◆ **THE EXERCISE**
Please arrange all the entries below as a numbered list, leaving out any blank lines.

◆ **EXERCISE INPUT**
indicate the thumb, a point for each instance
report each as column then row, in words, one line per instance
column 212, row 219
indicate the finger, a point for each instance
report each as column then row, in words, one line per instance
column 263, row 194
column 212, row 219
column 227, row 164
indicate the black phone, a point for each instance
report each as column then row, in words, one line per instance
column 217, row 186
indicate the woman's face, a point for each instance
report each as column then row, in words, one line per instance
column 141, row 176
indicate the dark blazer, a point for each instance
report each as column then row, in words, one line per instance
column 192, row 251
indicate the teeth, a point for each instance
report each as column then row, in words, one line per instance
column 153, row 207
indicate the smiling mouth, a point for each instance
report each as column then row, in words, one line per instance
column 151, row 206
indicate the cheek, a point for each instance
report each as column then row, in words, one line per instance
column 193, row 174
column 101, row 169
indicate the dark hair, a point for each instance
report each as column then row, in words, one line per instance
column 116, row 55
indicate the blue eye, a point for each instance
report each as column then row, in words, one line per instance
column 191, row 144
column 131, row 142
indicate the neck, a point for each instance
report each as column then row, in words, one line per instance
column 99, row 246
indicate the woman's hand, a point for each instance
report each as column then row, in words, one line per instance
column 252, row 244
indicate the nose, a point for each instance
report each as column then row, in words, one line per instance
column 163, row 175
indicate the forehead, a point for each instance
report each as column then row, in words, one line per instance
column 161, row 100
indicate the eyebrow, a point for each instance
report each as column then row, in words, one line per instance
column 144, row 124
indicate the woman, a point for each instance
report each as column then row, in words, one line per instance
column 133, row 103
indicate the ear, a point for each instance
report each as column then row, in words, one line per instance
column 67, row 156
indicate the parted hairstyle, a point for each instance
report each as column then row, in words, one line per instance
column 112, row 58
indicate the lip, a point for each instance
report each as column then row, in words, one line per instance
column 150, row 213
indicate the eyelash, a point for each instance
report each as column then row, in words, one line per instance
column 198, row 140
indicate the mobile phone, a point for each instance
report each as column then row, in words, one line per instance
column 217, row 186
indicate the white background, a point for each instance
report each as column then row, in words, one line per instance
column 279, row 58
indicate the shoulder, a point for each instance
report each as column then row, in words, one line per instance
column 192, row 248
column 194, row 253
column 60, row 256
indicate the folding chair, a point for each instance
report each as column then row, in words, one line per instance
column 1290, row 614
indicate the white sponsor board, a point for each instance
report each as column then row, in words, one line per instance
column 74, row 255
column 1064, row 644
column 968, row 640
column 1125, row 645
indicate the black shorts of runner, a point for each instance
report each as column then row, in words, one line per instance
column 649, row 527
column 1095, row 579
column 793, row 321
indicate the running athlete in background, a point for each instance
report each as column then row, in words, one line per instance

◆ **TASK SOLUTION**
1. indicate the thumb, a point for each instance
2. report each as column then row, in words, one line per instance
3. column 212, row 219
4. indicate the finger, a point for each instance
5. report each as column then row, in words, one line per instance
6. column 263, row 194
7. column 212, row 219
8. column 227, row 164
9. indicate the black phone, a point for each instance
10. report each as column then row, in words, one line per instance
11. column 217, row 186
12. indicate the woman's face, a point for each instance
13. report each as column then row, in words, one line per instance
14. column 141, row 176
15. indicate the dark blazer, a point for each instance
16. report each as column then row, in words, one line per instance
17. column 192, row 251
18. indicate the teeth, a point for each instance
19. report each as column then row, in words, one line per instance
20. column 153, row 207
21. indicate the smiling mouth, a point for each instance
22. report each as column then row, in words, one line per instance
23. column 151, row 206
24. indicate the cheek, a point for each instance
25. report each as column then row, in words, one line per instance
26. column 193, row 174
27. column 101, row 169
28. indicate the dark hair, a point for each instance
29. report each as column then row, in words, one line per instance
30. column 116, row 55
31. indicate the blue eye, a point for each instance
32. report each as column then row, in words, one line per instance
33. column 191, row 144
34. column 131, row 142
35. indicate the neck, a point for each instance
36. report each as column then row, in words, one line per instance
37. column 99, row 246
38. indicate the woman's hand, a point for each instance
39. report each as column then row, in words, one line per instance
40. column 252, row 244
41. indicate the nose, a point for each instance
42. report each as column then row, in words, one line per instance
43. column 163, row 175
44. indicate the forehead, a point for each instance
45. report each as column then row, in words, one line per instance
46. column 161, row 100
47. indicate the eyebrow, a point for each instance
48. report each as column then row, in words, one line per instance
49. column 144, row 124
50. indicate the woman, a point for each instance
51. report each as column then row, in words, one line per instance
52. column 133, row 103
53. indicate the ear, a point for each instance
54. report each as column then row, in words, one line per instance
55. column 67, row 156
56. indicate the parted hairstyle, a point for each instance
57. report each as column then row, in words, one line per instance
58. column 112, row 58
59. indicate the lip, a point for each instance
60. report each as column then row, in words, one line per instance
61. column 150, row 213
62. indicate the eyelash, a point for each instance
63. report each as column then row, in words, one line per instance
64. column 198, row 140
65. indicate the mobile phone, a point for each instance
66. report each as column then row, in words, one line per instance
67. column 217, row 186
68. indicate the white background, a point for each instance
69. report each as column then row, in words, one line per instance
70. column 279, row 58
71. indicate the shoulder, a point for each instance
72. report each as column then row, in words, one line per instance
73. column 192, row 248
74. column 194, row 253
75. column 60, row 256
76. indicate the folding chair, a point for each instance
77. report each as column then row, in words, one line per instance
78. column 1290, row 614
79. indicate the white sponsor board, a point for each instance
80. report each as column then row, in words, one line per instance
81. column 74, row 255
82. column 1064, row 644
83. column 968, row 640
84. column 1125, row 645
85. indicate the black shorts of runner, a point for each instance
86. report each as column then row, in words, one line per instance
87. column 649, row 527
88. column 1095, row 579
89. column 793, row 321
90. indicate the running athlete in background, a point for each instance
91. report each as column then row, in words, one line per instance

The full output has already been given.